** SET PROBLEM **
Output exactly the lines that run from the line with "task: provide the mask of every instance of the rocky outcrop" to the end of the material, both ends included, and no other lines.

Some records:
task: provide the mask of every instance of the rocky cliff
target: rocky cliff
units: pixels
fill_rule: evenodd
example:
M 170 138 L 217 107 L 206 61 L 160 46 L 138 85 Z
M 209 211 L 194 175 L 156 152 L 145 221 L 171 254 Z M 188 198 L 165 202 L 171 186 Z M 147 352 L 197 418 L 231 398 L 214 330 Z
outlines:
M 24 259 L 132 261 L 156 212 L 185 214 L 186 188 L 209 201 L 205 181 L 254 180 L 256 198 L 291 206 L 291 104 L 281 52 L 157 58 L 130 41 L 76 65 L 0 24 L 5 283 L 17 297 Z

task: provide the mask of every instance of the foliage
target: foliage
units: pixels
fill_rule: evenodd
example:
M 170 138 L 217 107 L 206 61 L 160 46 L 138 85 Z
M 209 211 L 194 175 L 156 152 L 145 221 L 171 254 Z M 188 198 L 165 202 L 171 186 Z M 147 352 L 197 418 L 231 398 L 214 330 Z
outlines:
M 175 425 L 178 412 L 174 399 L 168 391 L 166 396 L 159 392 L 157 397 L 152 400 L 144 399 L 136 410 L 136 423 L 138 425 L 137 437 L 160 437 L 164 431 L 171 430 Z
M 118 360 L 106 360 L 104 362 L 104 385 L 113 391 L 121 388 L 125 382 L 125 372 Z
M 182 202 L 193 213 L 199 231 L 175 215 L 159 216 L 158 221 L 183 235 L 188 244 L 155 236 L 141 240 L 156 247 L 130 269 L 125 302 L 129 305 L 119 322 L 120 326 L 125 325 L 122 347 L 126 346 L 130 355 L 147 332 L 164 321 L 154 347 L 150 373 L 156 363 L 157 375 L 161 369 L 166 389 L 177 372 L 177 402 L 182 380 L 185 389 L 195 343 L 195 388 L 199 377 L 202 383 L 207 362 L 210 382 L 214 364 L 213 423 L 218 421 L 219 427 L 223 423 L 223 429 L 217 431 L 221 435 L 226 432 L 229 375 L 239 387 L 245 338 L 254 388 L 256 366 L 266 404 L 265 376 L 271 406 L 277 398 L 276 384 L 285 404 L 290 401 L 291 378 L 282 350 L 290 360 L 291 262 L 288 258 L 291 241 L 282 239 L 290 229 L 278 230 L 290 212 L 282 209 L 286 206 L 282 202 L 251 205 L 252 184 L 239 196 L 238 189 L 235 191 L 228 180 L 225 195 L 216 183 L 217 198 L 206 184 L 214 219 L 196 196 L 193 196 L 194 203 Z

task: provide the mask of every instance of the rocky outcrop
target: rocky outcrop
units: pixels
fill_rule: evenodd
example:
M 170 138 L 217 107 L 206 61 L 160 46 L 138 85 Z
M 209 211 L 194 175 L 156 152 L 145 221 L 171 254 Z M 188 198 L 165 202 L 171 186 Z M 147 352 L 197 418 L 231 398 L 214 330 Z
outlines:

** TASK ANSWER **
task: provide the mask of every instance of the rocky outcrop
target: rocky outcrop
units: pixels
fill_rule: evenodd
example:
M 170 138 L 217 107 L 206 61 L 160 46 L 138 85 Z
M 209 211 L 194 175 L 156 152 L 145 221 L 171 254 Z M 188 198 L 165 202 L 171 186 Z M 147 352 L 197 418 L 231 398 L 214 330 Z
outlines:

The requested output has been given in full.